● **Your tasks**
• 1. Copy the wages for housework article word for word, from "We women are" up to and including "finally being acknowledged.".
• 2. Write the next part of the article on wages for housework, starting after its final sentence.

After more than 50 years of campaigning,wages for housework is becoming a reality – in India and elsewhere.

After more than 50 years of campaigning,
wages for housework is becoming a reality – in India and elsewhere.

By the International Wages for Housework Campaign, 15 December 2025

For more information contact: gws@globalwomenstrike.net or 020 7482 2496

We women are owed a debt and the first payments have come – more is expected as the invisible work of making and caring for all the people on the planet is finally being acknowledged.

The BBC and other media outlets have reported that 118 million women in a number of states in India are getting some payment for our work within the family. Some state governments directly acknowledge that the unconditional cash transfers are a financial acknowledgement of this work. The amounts are small but regular – between $15 and $30 a month – and are making a difference to women’s financial independence and confidence in relation to husbands, family members and the State. The media is astonished at this shift in women’s power.

We boldly demanded wages for housework 54 years ago. When Selma James first raised it at the third women’s liberation conference in Manchester in March 1972, many women were excited but many prominent feminists were furious. They thought it would “institutionalise women in the home”.

James remembers it well.

I was accused of wanting to keep women stuck at home. But what we wanted was for women to have financial independence in recognition of the work we were already doing – giving birth, breastfeeding, caring for children and everyone else, cleaning, cooking, and for those of us in the countryside growing the food our families ate. We didn’t want to be financially dependent on a man or to be forced by poverty to take another job, any job, often more caring this time low waged.

For decades the International Wages for Housework Campaign made the case for women’s entitlement. We built on the work of Eleanor Rathbone, the independent MP who won Family Allowances (now Child Benefit) in the UK and of Johnnie Tillmon, the leader of the Welfare Rights Movement in the US – both had said that mothers deserved money for the work we were already doing.

In the US, Black Women for Wages for Housework (BWWFH) campaigned with welfare mothers to get the 1977 Women’s Conference in Houston to agree that the welfare payments mothers had fought for should be called a “wage”, but it was never implemented.

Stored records
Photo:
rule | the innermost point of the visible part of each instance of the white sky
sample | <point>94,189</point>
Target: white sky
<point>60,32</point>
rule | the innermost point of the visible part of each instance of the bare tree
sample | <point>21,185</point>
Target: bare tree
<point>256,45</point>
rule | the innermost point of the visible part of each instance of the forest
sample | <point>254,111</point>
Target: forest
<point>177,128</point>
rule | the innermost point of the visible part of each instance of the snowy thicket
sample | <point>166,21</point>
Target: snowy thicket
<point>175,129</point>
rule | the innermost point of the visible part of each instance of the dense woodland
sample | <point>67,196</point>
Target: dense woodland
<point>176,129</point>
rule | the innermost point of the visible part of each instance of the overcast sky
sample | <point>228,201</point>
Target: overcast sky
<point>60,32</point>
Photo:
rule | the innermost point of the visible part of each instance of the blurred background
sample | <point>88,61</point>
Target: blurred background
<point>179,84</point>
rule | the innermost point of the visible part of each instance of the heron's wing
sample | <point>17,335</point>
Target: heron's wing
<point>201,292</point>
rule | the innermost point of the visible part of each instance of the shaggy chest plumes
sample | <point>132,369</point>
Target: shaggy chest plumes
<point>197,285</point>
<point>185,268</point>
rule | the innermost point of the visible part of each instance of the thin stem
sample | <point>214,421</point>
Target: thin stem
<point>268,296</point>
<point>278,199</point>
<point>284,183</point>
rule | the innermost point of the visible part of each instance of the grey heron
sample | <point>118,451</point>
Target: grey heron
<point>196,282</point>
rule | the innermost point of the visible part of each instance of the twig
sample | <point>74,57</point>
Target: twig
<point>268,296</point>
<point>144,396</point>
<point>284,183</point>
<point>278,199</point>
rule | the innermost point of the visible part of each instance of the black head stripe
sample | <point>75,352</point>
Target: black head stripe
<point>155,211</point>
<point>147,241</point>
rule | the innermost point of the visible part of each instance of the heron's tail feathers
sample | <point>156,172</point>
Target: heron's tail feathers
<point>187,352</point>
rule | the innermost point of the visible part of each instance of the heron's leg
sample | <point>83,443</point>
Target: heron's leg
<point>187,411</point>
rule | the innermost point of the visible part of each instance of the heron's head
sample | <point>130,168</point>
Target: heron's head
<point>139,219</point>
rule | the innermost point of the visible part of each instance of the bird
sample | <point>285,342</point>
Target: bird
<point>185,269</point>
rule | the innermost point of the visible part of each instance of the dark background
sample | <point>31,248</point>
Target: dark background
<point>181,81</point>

● **Exercise responses**
• 1.
We women are owed a debt and the first payments have come – more is expected as the invisible work of making and caring for all the people on the planet is finally being acknowledged.

• 2.
During the UN Decade for Women and follow up conference (1975-1995) we mobilised internationally and lobbied for women’s unwaged work – in the home, in the fields and in the community – to be measured and its value included in national accounts. We won. The pathbreaking language governments agreed in Nairobi 1985 and Beijing 1995 put women’s unwaged contributions on the map and are considered some of the most important achievements of the UN Women’s Decade. They were followed by an explosion of time-use surveys, evaluations and even legislation and constitutional articles in a number of countries. Trinidad & Tobago was the first with its Counting Unremunerated Work Act (1996). BWWFH got The Unremunerated Work Act introduced into the US Congress in 1993 – it was not voted on but it led to the Bureau of Labor Statistics starting The American Time Use Survey used widely by academics and policy makers.

On 8 March 2000, following a suggestion from Margaretta D’Arcy, our dearest friend and colleague in Ireland who recently passed away, we called for a Global Women’s Strike. Its first demand was: payment for all caring work. Women in over 60 countries took part.

In 2022, together with the Green New Deal for Europe, we put forward the demand for a care income, extending caring not only for people but for all life on the planet – even more crucial given the climate emergency. Domestic worker unions in Peru, women human rights defenders in Thailand, Tribal and Dalit women in rural India are pursuing a care income as a fundamental way to eliminate women’s poverty and overwork. In Ireland, an attempt to delete the only recognition of caring work in the constitution was roundly defeated as mothers, carers and people with disabilities demanded more, not less, state support.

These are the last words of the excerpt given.